Document passage:
=== Section Start ===
I’ve always been a city sort of guy. I’m not talkin’ the bright lights big city of New York but I’m proud to call Philadelphia, PA my true home. I was seventeen when my mom remarried and decided to move to a little suburb in Virginia with her new husband, my step dad. It was what it was. White picket fences, sterile Jane and Bob’s with 2.5 kids and a Labrador retriever to throw the ball for. I enrolled in a local community college and took some classes but my goal was to get back to Philly and my friends.
I did well in my classes and managed to get a job working at a well-known electronics store. I saved up seven thousand dollars, got an Associates Degree and having just turned twenty I was ready to roll. I kissed my mom, sis and step dad good-bye. I rented a small truck, packed all my stuff and started the drive North to get back to the life I loved. I moved in with one of my buddies that had been on his own for a while. He liked to party and I knew it would be a blast to kick back and just chill with him for a bit before finding a job and getting back into college. I was always ambitious and I wanted to get my Bachelors Degree in business cause I figured this gave me a world of opportunity.
My first weekend back, my buddy decided to throw me a welcome home party and invite all my friends that had stayed local instead of going off to school. We stocked the crib with everything you need to have a kick ass party, including crystal meth. Now I’m not gonna lie. I’d smoked some pot, and drank my fair share of beer and whiskey, but I’d never done anything harder than that. But it was my coming home party and I figured why not. I snorted a little and I got HIGH. I call it the best worst day of my life. I’d never felt anything so freeing yet nothing in my life was ever so binding. I was a guy out on my own for the first time. I had some money in the bank and from that day forward I had some meth in my pocket.
My addiction came on like a lion. Within a few months all I cared about was how to get more meth. I was strung out, I stayed awake for days at a time and I basically stopped eating. I hadn’t been in touch with my mom or sister for weeks and I’d gone through all of my savings with no job on the horizon. Call it mothers intuition, but my mom made the trek up to see me and she later told me it was like she walked into hell. My apartment was a filthy mess. I had sold just about anything I could to make some money for drugs. I was living in squalor and I was just a shell of the son she once knew. I think I was down to 112lbs or so and to describe me I’d have to say I looked like a dead scarecrow.
Sad thing is, that wasn’t my bottom. My mom came and went, begging me to get the help I needed but I wasn’t ready. I assured her I would stop and it would be OK but it wasn’t. Me and meth played this tug of war for over a year and it was clear to everyone but me that I was losing. It wasn’t until I was completely homeless and literally sick to death that I called my mom and asked her come and get me. If I had asked her for bus money I think I would have died because it almost certainly would have gone to drugs. My sister broke down and cried when she saw me. I was in such bad shape that I had to be hospitalized for over a week because I had such a bad case of pneumonia. But in the end, I was staring down the corridor of death and I was able to turn around and walk back toward the light. I no longer live in Philadelphia and to tell you the truth, I don’t think I can ever go back. My recovery has been a long road and I still walk it everyday. But I think it’s important to share my story and warn people against the dangers of drug addiction. You have to overcome it before it overcomes you and getting help from others who share your need for recovery is the first step in getting better.
=== Section End ===
[Natural language region descriptions]
=== Section Start ===
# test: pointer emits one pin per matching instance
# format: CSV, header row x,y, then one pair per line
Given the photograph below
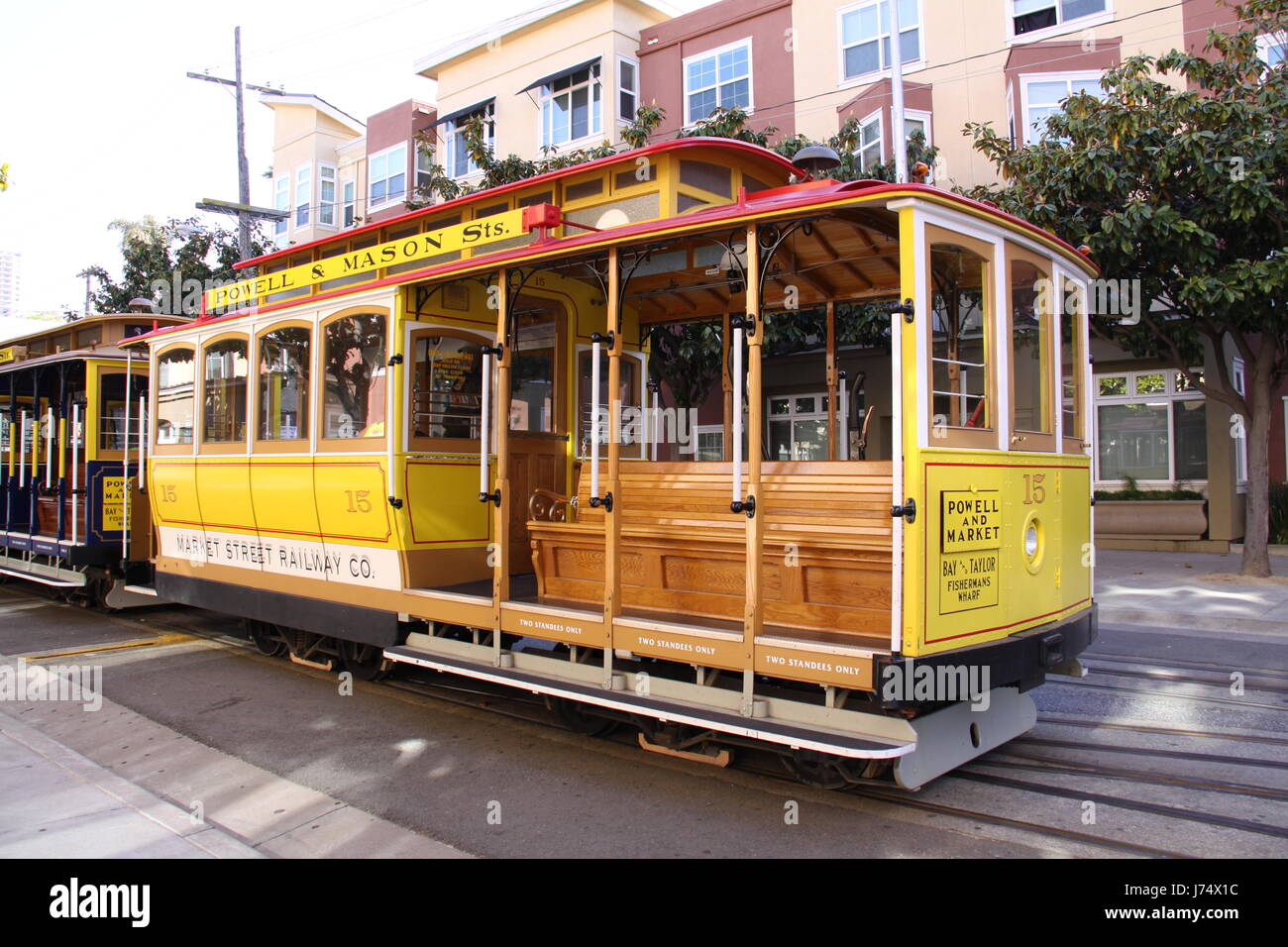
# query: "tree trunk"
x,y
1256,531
=== Section End ===
=== Section Start ===
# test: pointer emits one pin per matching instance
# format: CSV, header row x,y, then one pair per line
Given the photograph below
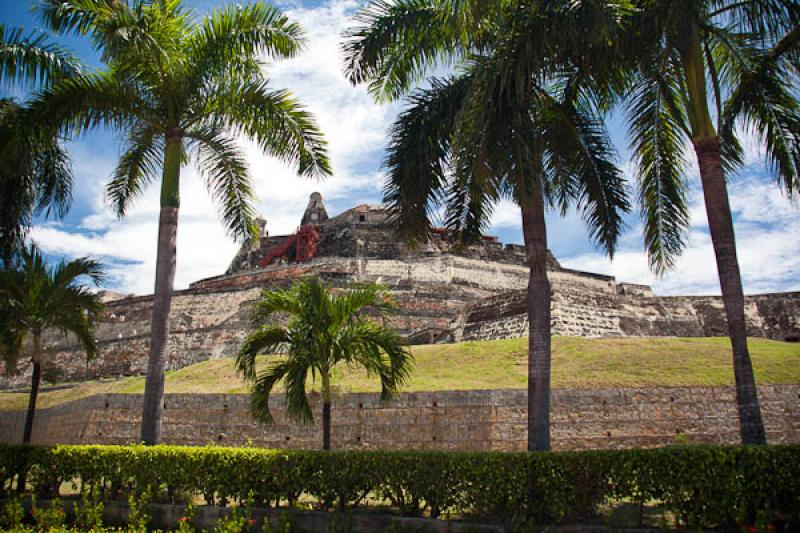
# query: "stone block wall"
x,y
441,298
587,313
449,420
=== Section End ===
Problem details: Name every substance the narrator of the meth addiction account says they used.

Answer area: Pot, beer, whiskey, crystal meth